═══ Input
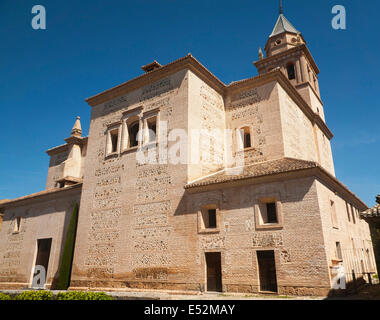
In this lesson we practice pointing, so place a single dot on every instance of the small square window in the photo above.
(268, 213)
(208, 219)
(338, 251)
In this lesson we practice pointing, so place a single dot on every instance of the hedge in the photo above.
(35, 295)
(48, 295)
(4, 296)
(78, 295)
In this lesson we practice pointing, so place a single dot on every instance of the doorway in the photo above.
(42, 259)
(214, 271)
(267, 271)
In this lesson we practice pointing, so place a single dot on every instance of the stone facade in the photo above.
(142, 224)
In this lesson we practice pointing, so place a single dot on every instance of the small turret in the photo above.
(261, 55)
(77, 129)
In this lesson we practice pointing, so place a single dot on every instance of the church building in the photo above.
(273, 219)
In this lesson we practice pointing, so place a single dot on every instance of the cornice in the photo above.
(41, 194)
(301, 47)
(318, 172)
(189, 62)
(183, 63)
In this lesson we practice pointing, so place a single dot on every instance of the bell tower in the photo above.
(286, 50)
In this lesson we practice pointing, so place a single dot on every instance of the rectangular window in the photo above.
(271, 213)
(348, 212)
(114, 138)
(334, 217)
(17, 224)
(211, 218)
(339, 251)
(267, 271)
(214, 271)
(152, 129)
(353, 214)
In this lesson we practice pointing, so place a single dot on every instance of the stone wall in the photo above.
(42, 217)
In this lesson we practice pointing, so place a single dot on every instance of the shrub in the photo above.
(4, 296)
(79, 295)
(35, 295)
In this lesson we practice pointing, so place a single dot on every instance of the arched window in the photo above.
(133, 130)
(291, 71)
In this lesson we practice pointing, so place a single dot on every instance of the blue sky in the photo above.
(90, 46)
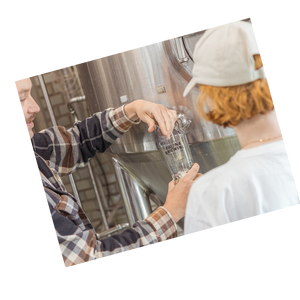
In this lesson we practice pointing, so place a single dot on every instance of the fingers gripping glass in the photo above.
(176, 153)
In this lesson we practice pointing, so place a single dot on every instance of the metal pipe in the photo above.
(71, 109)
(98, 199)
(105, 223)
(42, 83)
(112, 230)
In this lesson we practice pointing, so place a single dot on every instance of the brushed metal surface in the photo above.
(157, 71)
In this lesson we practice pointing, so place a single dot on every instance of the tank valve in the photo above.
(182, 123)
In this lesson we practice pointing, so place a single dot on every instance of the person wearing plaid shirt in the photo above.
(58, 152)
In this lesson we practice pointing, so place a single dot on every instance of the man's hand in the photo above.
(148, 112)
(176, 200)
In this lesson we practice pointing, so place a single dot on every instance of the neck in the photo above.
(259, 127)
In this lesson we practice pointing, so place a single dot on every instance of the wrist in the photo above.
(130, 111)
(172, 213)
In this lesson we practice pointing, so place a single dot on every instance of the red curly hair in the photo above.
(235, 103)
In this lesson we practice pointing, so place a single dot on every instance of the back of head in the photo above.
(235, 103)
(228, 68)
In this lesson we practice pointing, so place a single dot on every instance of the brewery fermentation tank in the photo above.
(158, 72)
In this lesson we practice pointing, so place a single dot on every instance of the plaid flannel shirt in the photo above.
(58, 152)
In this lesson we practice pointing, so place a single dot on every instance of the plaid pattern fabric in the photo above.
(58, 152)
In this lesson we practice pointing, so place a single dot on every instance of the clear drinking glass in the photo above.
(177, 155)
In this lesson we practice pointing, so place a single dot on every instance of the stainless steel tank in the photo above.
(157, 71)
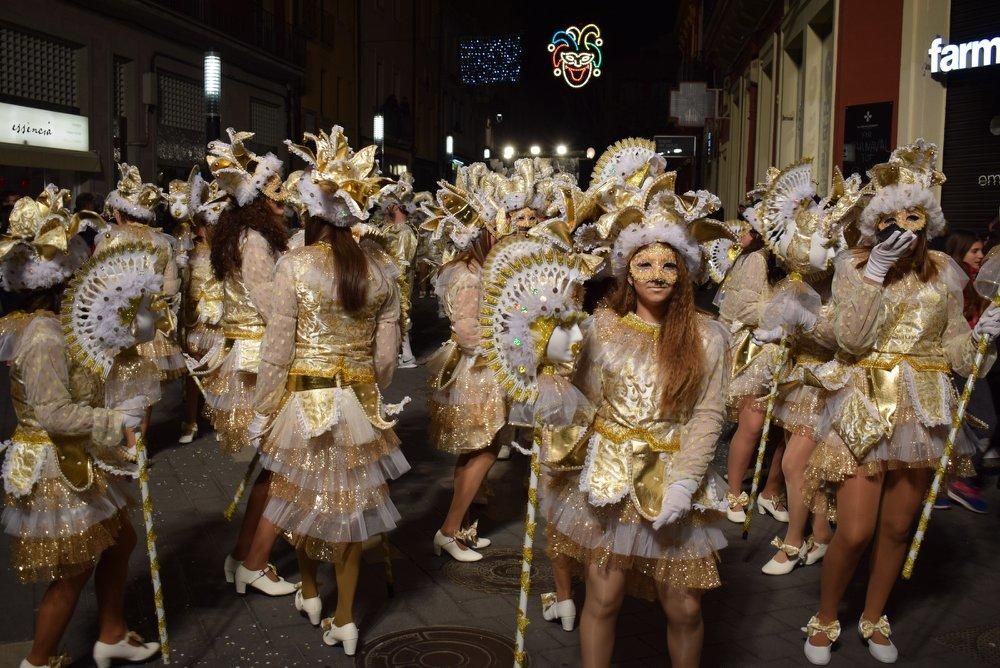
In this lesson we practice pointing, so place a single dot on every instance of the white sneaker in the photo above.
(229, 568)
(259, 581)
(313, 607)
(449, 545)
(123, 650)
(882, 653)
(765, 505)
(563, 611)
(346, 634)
══════
Aim of the exercise
Recast the data as a Markdown table with the columns Row and Line, numbering each row and skipping blank lines. Begin at the line that contains "steel tank in the photo above.", stop after the last line of the data, and leave the pictures out.

Result for this exercise
| Row | Line |
|---|---|
| 1 | In this lesson we practice pointing, so place a single dot on every instance of the stainless steel tank in the photo above. |
| 2 | (157, 71) |
| 3 | In this lesson we practice pointing, so place a single dot on every instance of the white sneaker in the photo above. |
| 4 | (229, 568) |
| 5 | (259, 581) |
| 6 | (313, 607) |
| 7 | (449, 545) |
| 8 | (123, 650) |
| 9 | (882, 653) |
| 10 | (765, 505) |
| 11 | (563, 611) |
| 12 | (346, 634) |